#### Source document:

____________

By Lou Gaul Calkins Media Film Critic 7 min read

Although Halloween is a few days away, terror titles are already haunting video stores. For video outlets, the trick-or-treat season is an extremely busy time as movie fans walk the aisles seeking chillers to watch at home.

A new pressing of “Horror of Dracula” (Warner; $19.99, DVD only), one of the greatest works in the history of England’s legendary Hammer Films, has landed in video stores with Christopher Lee in his first performance as the eternal bloodsucker. Directed by Terence Fisher, the colorful 1957 production adds an erotic twist to the vampire tale, one that seems quite tame today but was considered shocking 45 years ago.

The DVD of “Horror of Dracula” contains an anamorphic wide-screen image but, unfortunately, the studio didn’t re-master the sound in Dolby Digital 5.1, something that would have squeezed even more scares out of the vintage favorite.

____________

#### Supplied material:
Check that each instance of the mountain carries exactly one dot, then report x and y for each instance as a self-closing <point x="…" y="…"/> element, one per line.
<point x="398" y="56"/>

____________

#### Written request:
Pick up the article about horror movies on video for Halloween right after its last sentence and keep it going.

#### Result for this exercise:
British director Nicolas Roeg’s atmospheric masterpiece, “Don’t Look Now” (Paramount; $19.99, tape; $24.99, DVD) with Donald Sutherland and Julie Christie, has been digitally remastered on disc with an anamorphic wide-screen image to preserve the carefully constructed theatrical aspect ratio.

Based on a short story by Daphne Du Maurier, the 1973 picture creates a threatening tone as the story involving a married couple living in Venice, Italy unfolds and slowly pulls the viewer into its frightening web. Themes about loss, sex, fate and otherworldly powers intertwine as Roeg creates a meditation on bereavement.

“‘Don’t Look Now’ can be looked at in several ways: as a brilliant example of a literary adaptation; as Gothic thriller; as black comedy; as an exploration of grief,” Mark Sanderson writes in “Don’t Look Now: British Film Institute Modern Classics” (BFI; $12.95), which provides an in-depth study of the R-rated work. “The flashy technique and dazzling style masks a strong undertow of genuine feeling that has often been overlooked.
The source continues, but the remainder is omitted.